EXERCISE BRIEF:
Every line of the listing should be retyped exactly, but none of the pictures should be.

++++ RECORDS PROVIDED

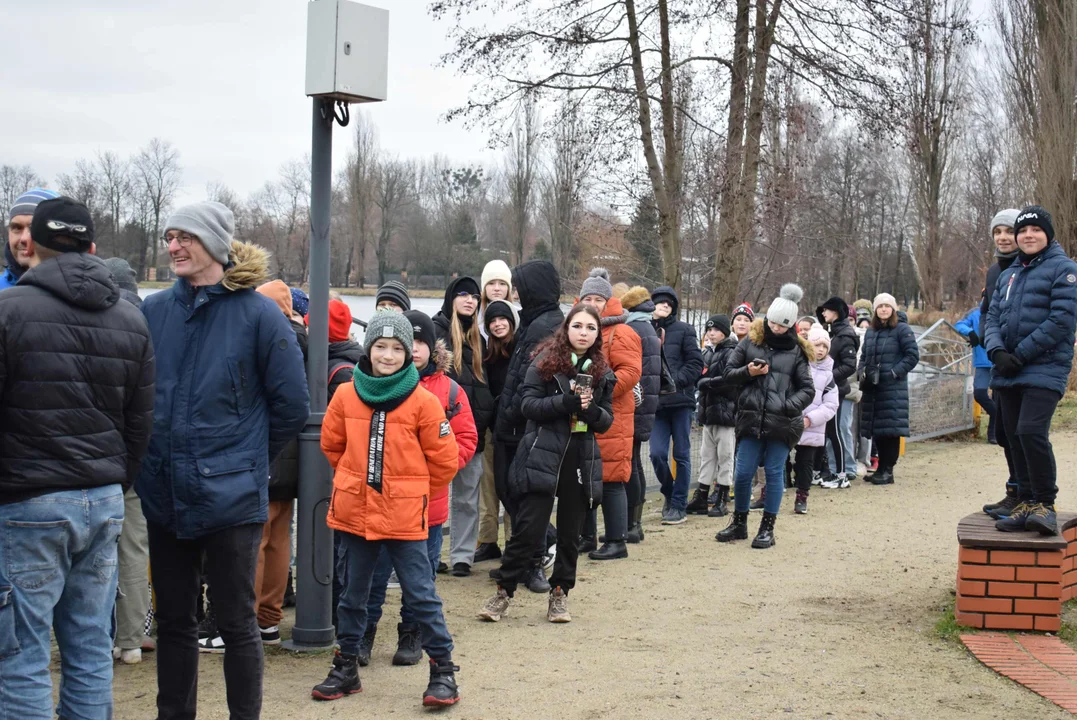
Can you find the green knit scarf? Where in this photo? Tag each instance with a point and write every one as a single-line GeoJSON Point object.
{"type": "Point", "coordinates": [377, 391]}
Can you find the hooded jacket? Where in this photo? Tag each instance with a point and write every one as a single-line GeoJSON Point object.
{"type": "Point", "coordinates": [547, 408]}
{"type": "Point", "coordinates": [640, 319]}
{"type": "Point", "coordinates": [824, 406]}
{"type": "Point", "coordinates": [625, 356]}
{"type": "Point", "coordinates": [770, 406]}
{"type": "Point", "coordinates": [478, 391]}
{"type": "Point", "coordinates": [681, 348]}
{"type": "Point", "coordinates": [438, 383]}
{"type": "Point", "coordinates": [717, 398]}
{"type": "Point", "coordinates": [540, 290]}
{"type": "Point", "coordinates": [232, 392]}
{"type": "Point", "coordinates": [1033, 315]}
{"type": "Point", "coordinates": [77, 372]}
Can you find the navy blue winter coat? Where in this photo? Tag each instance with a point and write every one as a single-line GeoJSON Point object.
{"type": "Point", "coordinates": [1033, 314]}
{"type": "Point", "coordinates": [231, 394]}
{"type": "Point", "coordinates": [681, 346]}
{"type": "Point", "coordinates": [884, 408]}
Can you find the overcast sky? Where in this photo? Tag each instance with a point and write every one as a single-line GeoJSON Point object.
{"type": "Point", "coordinates": [222, 80]}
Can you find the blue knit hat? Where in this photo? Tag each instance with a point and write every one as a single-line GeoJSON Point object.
{"type": "Point", "coordinates": [27, 202]}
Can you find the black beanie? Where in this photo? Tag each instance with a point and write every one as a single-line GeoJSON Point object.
{"type": "Point", "coordinates": [1034, 214]}
{"type": "Point", "coordinates": [719, 322]}
{"type": "Point", "coordinates": [423, 327]}
{"type": "Point", "coordinates": [63, 217]}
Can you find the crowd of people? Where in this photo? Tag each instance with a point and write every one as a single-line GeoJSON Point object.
{"type": "Point", "coordinates": [159, 435]}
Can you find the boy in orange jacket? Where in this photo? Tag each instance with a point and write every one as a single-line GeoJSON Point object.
{"type": "Point", "coordinates": [391, 450]}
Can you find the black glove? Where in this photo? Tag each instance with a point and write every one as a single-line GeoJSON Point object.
{"type": "Point", "coordinates": [1006, 364]}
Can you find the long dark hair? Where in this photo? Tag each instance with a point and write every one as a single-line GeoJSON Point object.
{"type": "Point", "coordinates": [555, 354]}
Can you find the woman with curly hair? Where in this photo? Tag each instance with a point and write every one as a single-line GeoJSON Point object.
{"type": "Point", "coordinates": [567, 398]}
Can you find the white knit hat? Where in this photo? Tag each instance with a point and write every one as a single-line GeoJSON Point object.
{"type": "Point", "coordinates": [783, 311]}
{"type": "Point", "coordinates": [884, 298]}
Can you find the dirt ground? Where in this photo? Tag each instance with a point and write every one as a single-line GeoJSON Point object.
{"type": "Point", "coordinates": [837, 621]}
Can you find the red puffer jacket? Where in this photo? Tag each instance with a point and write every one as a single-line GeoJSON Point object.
{"type": "Point", "coordinates": [460, 419]}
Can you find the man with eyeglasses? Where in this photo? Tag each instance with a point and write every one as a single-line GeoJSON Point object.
{"type": "Point", "coordinates": [77, 372]}
{"type": "Point", "coordinates": [232, 393]}
{"type": "Point", "coordinates": [18, 253]}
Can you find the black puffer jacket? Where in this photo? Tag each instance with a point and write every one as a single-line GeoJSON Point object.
{"type": "Point", "coordinates": [771, 406]}
{"type": "Point", "coordinates": [884, 408]}
{"type": "Point", "coordinates": [548, 407]}
{"type": "Point", "coordinates": [717, 398]}
{"type": "Point", "coordinates": [639, 320]}
{"type": "Point", "coordinates": [681, 346]}
{"type": "Point", "coordinates": [78, 381]}
{"type": "Point", "coordinates": [478, 392]}
{"type": "Point", "coordinates": [540, 290]}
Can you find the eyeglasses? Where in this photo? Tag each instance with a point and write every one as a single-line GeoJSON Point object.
{"type": "Point", "coordinates": [182, 238]}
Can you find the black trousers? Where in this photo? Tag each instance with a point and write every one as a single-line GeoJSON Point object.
{"type": "Point", "coordinates": [232, 558]}
{"type": "Point", "coordinates": [1026, 414]}
{"type": "Point", "coordinates": [531, 520]}
{"type": "Point", "coordinates": [803, 465]}
{"type": "Point", "coordinates": [890, 448]}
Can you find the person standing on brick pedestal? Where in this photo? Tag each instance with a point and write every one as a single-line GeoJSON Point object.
{"type": "Point", "coordinates": [1030, 340]}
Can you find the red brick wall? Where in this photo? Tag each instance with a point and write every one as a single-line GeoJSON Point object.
{"type": "Point", "coordinates": [1015, 590]}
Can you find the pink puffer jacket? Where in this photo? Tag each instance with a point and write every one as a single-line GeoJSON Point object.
{"type": "Point", "coordinates": [823, 406]}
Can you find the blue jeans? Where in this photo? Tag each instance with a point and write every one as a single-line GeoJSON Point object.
{"type": "Point", "coordinates": [58, 569]}
{"type": "Point", "coordinates": [380, 581]}
{"type": "Point", "coordinates": [750, 453]}
{"type": "Point", "coordinates": [411, 562]}
{"type": "Point", "coordinates": [675, 424]}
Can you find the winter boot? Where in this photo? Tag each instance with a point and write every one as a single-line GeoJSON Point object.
{"type": "Point", "coordinates": [800, 507]}
{"type": "Point", "coordinates": [343, 679]}
{"type": "Point", "coordinates": [408, 645]}
{"type": "Point", "coordinates": [442, 689]}
{"type": "Point", "coordinates": [698, 504]}
{"type": "Point", "coordinates": [1015, 522]}
{"type": "Point", "coordinates": [736, 531]}
{"type": "Point", "coordinates": [634, 534]}
{"type": "Point", "coordinates": [612, 550]}
{"type": "Point", "coordinates": [721, 508]}
{"type": "Point", "coordinates": [366, 645]}
{"type": "Point", "coordinates": [1043, 520]}
{"type": "Point", "coordinates": [765, 538]}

++++++++

COMPLETED TASK:
Can you find the green knit scarf? Where in this photo? Tag each instance with a point and write every one as a single-line GeoJSON Point object.
{"type": "Point", "coordinates": [377, 391]}
Can you find the hooded jacket? Where in this photo? Tag each instance with a point and write every one as a single-line GeoJSON Point object.
{"type": "Point", "coordinates": [547, 408]}
{"type": "Point", "coordinates": [640, 319]}
{"type": "Point", "coordinates": [824, 406]}
{"type": "Point", "coordinates": [625, 356]}
{"type": "Point", "coordinates": [770, 406]}
{"type": "Point", "coordinates": [478, 391]}
{"type": "Point", "coordinates": [681, 348]}
{"type": "Point", "coordinates": [438, 383]}
{"type": "Point", "coordinates": [717, 398]}
{"type": "Point", "coordinates": [540, 290]}
{"type": "Point", "coordinates": [232, 392]}
{"type": "Point", "coordinates": [1033, 315]}
{"type": "Point", "coordinates": [77, 372]}
Can you find the navy blue winter coat? Where in this photo? Tag each instance with a point and write every one as a single-line GeoJSON Point object.
{"type": "Point", "coordinates": [1033, 314]}
{"type": "Point", "coordinates": [231, 394]}
{"type": "Point", "coordinates": [681, 346]}
{"type": "Point", "coordinates": [884, 408]}
Can you find the overcast sky? Where in this photo? Tag each instance with a point and write every one as a single-line GeoJSON Point object.
{"type": "Point", "coordinates": [222, 80]}
Can you find the blue knit hat? Where in this photo? Tag each instance with a point and write every one as a single-line GeoJSON Point object.
{"type": "Point", "coordinates": [27, 202]}
Can you find the black beanie? Where in this photo? Tag each instance with a point and write every one as a single-line GeoJSON Point object.
{"type": "Point", "coordinates": [1034, 214]}
{"type": "Point", "coordinates": [719, 322]}
{"type": "Point", "coordinates": [423, 327]}
{"type": "Point", "coordinates": [63, 217]}
Can you find the crowd of people? Where in this photo? Tag each instance with a point and write every one as a single-line GeoJSON Point object.
{"type": "Point", "coordinates": [159, 435]}
Can you find the boy in orange jacket? Where in this photo? Tag each instance with a point and write every one as a single-line GeoJSON Point object.
{"type": "Point", "coordinates": [391, 450]}
Can you find the black glove? Where in this photo? Tag each instance with a point and write every one as a single-line GeoJSON Point object.
{"type": "Point", "coordinates": [1006, 364]}
Can you find the long dark hair? Where in this photo? Tag each instance with a point and write every one as a single-line GeoJSON Point object.
{"type": "Point", "coordinates": [555, 354]}
Can you find the woman with curly hair? Where in this photo? Tag each instance with a point and write every one as a single-line GeoJSON Point object.
{"type": "Point", "coordinates": [567, 398]}
Can you find the white knit hat? Where in this photo? Tag each instance with a point and write every one as a single-line GeoJSON Point object.
{"type": "Point", "coordinates": [783, 311]}
{"type": "Point", "coordinates": [884, 298]}
Can you find the dirt ground? Where in this photo? Tag each instance with a point and write every one as a single-line GeoJSON Point object.
{"type": "Point", "coordinates": [837, 621]}
Can you find the red puffer jacket? Where in this photo? Tag each instance with a point and write every one as a single-line GeoJSON Point object.
{"type": "Point", "coordinates": [460, 419]}
Can you find the man with eyeglasses? Where in this photo? Tag each instance with a point and write every one as a single-line GeoJSON Point object.
{"type": "Point", "coordinates": [77, 372]}
{"type": "Point", "coordinates": [232, 393]}
{"type": "Point", "coordinates": [18, 253]}
Can you find the black puffer jacket? Where in this photo? Tag each instance with a point and write every one as a single-line GeoJSON Point object.
{"type": "Point", "coordinates": [771, 406]}
{"type": "Point", "coordinates": [884, 408]}
{"type": "Point", "coordinates": [548, 407]}
{"type": "Point", "coordinates": [717, 398]}
{"type": "Point", "coordinates": [639, 320]}
{"type": "Point", "coordinates": [681, 346]}
{"type": "Point", "coordinates": [78, 381]}
{"type": "Point", "coordinates": [478, 392]}
{"type": "Point", "coordinates": [540, 290]}
Can you find the eyeglasses? Where in this photo? Tag each instance with a point and write every one as a single-line GeoJSON Point object.
{"type": "Point", "coordinates": [182, 238]}
Can you find the black trousers? Where in this photo? Tag each instance with a point and write every one as a single-line GeoJSON Point object.
{"type": "Point", "coordinates": [232, 558]}
{"type": "Point", "coordinates": [1026, 414]}
{"type": "Point", "coordinates": [531, 520]}
{"type": "Point", "coordinates": [803, 465]}
{"type": "Point", "coordinates": [890, 448]}
Can you find the person standing on brick pedestal? Where in this photo? Tag each instance with a point and write every one as a single-line GeoJSON Point object.
{"type": "Point", "coordinates": [1030, 340]}
Can you find the red brick wall? Where in this photo? Tag each instance with a point and write every one as a single-line GeoJSON Point object.
{"type": "Point", "coordinates": [1015, 590]}
Can you find the pink puffer jacket? Where in this photo? Tag each instance with a point and write every one as a single-line GeoJSON Point object.
{"type": "Point", "coordinates": [823, 406]}
Can you find the blue jeans? Where in this photo? Tag each instance with a point and write every one as a single-line GeoJSON Point object.
{"type": "Point", "coordinates": [58, 569]}
{"type": "Point", "coordinates": [380, 581]}
{"type": "Point", "coordinates": [750, 453]}
{"type": "Point", "coordinates": [411, 562]}
{"type": "Point", "coordinates": [675, 424]}
Can you find the winter boot? Where in this photo? Tag each instance with a point and write every one as a single-line GeoJSON Point object.
{"type": "Point", "coordinates": [800, 507]}
{"type": "Point", "coordinates": [343, 679]}
{"type": "Point", "coordinates": [408, 645]}
{"type": "Point", "coordinates": [442, 689]}
{"type": "Point", "coordinates": [698, 504]}
{"type": "Point", "coordinates": [1015, 522]}
{"type": "Point", "coordinates": [736, 531]}
{"type": "Point", "coordinates": [634, 534]}
{"type": "Point", "coordinates": [612, 550]}
{"type": "Point", "coordinates": [721, 508]}
{"type": "Point", "coordinates": [366, 645]}
{"type": "Point", "coordinates": [1043, 520]}
{"type": "Point", "coordinates": [765, 538]}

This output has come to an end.